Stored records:
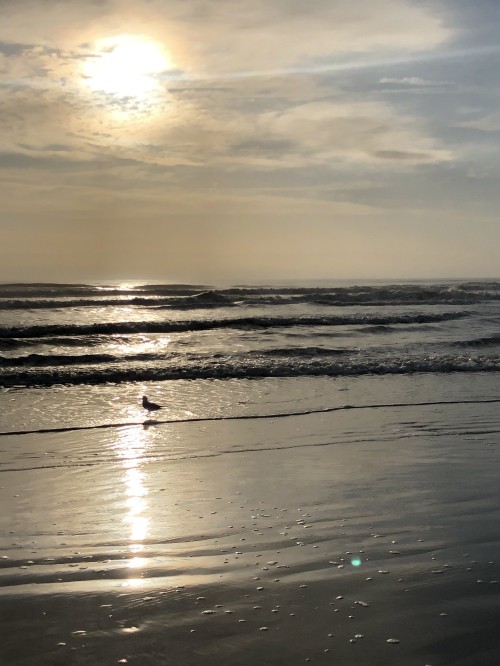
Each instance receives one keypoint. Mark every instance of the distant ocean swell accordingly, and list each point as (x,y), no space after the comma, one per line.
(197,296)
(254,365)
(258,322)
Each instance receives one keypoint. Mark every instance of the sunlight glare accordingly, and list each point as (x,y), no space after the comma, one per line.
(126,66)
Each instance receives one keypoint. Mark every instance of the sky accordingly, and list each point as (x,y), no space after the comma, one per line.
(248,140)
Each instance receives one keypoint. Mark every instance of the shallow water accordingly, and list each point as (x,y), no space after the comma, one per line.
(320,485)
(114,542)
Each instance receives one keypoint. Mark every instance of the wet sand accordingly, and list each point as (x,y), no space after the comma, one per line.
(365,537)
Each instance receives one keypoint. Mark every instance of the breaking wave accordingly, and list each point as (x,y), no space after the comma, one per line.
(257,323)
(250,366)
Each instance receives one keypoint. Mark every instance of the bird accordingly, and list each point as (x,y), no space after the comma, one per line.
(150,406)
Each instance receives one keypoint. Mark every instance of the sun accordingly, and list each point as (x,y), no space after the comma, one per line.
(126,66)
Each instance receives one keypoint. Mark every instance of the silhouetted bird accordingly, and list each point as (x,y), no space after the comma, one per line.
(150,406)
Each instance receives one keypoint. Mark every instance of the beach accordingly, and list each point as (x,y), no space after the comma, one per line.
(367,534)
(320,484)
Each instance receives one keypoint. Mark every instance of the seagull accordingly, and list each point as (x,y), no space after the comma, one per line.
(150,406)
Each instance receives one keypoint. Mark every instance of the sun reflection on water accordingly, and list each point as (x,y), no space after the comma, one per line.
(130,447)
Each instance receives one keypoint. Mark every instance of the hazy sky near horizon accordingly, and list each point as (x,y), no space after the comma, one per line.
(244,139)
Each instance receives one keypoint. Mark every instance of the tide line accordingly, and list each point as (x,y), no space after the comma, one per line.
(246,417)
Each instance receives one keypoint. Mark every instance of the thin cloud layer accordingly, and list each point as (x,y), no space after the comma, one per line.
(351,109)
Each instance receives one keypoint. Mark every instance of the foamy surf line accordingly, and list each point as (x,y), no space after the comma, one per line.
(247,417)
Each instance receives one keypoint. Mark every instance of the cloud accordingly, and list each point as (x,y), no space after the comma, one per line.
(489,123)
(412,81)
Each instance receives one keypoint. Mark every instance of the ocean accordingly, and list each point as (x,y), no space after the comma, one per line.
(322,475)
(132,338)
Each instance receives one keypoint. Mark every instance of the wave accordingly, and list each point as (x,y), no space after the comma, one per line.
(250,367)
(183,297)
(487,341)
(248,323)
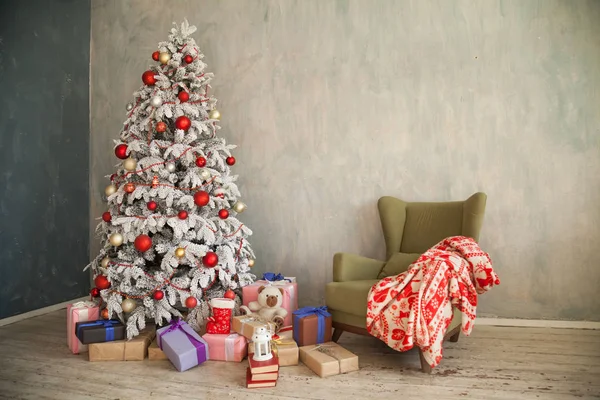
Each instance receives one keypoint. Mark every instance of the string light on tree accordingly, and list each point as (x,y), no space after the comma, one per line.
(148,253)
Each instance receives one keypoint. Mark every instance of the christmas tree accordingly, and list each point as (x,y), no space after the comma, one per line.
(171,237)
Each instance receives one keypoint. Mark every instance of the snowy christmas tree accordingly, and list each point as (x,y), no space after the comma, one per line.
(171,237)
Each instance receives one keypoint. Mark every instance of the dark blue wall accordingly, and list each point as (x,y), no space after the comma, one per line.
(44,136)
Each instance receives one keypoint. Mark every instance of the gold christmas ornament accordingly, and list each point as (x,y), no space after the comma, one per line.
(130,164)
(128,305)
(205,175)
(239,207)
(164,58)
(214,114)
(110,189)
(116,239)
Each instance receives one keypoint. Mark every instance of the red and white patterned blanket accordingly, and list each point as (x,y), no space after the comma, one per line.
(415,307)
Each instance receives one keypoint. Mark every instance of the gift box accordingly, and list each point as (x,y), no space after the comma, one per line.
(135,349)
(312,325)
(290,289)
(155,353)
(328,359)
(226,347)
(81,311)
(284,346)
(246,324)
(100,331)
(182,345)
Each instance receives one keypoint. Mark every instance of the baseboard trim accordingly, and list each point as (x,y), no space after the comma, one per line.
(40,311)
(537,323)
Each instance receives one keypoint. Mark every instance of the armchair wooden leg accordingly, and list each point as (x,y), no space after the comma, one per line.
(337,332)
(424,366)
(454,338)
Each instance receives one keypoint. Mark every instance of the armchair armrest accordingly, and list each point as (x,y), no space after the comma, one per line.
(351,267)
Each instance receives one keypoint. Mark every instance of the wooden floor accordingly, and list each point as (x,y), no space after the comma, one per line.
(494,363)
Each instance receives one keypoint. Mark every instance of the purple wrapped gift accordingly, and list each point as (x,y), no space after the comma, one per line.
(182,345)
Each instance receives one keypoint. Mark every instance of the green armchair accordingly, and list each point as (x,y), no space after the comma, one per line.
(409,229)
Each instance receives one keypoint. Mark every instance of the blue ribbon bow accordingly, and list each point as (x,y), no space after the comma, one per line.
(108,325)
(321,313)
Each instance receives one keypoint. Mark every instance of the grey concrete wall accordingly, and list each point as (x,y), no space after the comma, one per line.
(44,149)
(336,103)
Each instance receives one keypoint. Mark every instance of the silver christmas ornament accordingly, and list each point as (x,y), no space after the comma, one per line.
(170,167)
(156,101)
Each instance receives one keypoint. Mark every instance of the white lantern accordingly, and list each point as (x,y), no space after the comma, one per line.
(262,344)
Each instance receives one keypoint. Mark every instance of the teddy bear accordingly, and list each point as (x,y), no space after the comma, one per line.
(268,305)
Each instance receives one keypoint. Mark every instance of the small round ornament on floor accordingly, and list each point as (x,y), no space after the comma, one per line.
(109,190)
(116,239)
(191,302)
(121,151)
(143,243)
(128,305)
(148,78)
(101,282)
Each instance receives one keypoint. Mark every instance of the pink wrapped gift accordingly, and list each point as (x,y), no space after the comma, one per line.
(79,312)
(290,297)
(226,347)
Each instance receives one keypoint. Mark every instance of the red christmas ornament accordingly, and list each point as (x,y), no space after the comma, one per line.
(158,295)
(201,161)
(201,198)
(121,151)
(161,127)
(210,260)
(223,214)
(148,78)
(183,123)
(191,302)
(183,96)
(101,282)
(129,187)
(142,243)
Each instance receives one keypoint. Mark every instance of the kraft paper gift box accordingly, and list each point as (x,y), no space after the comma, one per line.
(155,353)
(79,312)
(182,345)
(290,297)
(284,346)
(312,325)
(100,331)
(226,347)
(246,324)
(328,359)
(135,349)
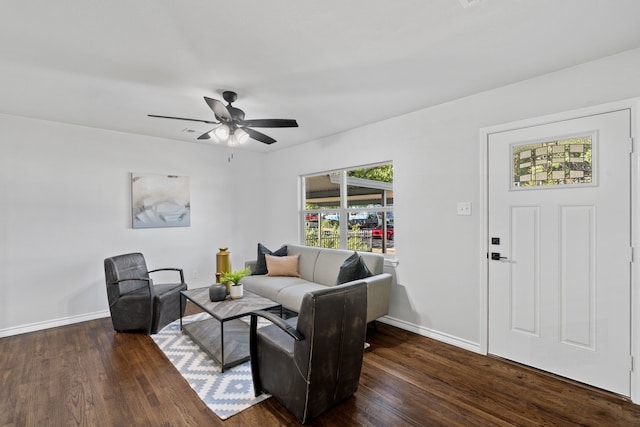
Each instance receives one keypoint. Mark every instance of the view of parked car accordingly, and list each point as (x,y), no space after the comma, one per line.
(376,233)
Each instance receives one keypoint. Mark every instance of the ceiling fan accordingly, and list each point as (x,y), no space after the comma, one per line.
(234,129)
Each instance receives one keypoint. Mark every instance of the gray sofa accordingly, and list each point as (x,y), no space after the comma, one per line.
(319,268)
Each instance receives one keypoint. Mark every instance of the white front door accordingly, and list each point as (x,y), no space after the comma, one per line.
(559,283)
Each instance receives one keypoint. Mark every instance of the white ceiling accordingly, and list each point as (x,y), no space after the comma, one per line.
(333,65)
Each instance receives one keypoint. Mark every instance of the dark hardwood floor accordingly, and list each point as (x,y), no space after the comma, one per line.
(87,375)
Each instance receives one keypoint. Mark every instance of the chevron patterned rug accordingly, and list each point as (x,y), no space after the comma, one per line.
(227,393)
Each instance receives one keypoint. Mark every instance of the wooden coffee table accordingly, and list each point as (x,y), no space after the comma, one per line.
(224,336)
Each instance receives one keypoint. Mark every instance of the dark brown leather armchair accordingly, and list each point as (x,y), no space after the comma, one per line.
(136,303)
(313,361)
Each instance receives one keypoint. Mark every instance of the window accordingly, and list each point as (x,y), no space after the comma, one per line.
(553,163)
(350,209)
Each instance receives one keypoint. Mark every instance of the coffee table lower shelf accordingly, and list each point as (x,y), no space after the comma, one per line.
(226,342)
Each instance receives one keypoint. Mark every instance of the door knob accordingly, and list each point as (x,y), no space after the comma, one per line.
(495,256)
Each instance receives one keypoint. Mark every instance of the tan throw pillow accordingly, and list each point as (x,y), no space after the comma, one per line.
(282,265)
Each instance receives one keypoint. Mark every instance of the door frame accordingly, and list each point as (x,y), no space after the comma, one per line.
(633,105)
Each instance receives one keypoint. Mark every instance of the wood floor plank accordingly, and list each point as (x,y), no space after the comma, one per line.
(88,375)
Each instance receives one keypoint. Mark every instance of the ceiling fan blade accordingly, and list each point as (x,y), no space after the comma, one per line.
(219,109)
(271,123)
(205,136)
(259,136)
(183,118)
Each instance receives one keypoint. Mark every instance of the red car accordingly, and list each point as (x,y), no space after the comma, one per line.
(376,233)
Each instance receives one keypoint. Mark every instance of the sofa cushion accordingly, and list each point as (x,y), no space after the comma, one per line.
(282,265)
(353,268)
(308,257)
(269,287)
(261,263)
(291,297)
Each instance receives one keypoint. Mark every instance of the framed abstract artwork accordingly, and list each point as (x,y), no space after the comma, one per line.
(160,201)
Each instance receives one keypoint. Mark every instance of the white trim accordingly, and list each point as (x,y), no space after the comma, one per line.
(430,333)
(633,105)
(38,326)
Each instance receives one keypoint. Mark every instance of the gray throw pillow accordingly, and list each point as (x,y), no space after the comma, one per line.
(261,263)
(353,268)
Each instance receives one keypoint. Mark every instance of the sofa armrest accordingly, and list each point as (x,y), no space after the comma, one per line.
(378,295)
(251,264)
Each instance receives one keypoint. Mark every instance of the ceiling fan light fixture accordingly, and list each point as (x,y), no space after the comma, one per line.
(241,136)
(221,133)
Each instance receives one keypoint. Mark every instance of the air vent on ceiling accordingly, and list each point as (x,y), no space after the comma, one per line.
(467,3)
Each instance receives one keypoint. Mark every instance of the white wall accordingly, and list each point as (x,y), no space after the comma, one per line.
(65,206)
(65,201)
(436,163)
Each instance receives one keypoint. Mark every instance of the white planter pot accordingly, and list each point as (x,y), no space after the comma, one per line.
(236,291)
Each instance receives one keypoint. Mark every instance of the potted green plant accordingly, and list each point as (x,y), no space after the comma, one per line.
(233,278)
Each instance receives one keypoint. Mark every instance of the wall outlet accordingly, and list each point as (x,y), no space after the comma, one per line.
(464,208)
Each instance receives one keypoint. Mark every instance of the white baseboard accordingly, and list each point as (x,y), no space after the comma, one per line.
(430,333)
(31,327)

* **Your assignment**:
Retype exactly the lines from the one containing "the white baseboard" through the end of the data. Add nothing.

* **Finished task**:
Each instance receives one keypoint. Mark every instance of the white baseboard accordingly, and list each point as (x,y), no space after the comma, one per line.
(430,333)
(31,327)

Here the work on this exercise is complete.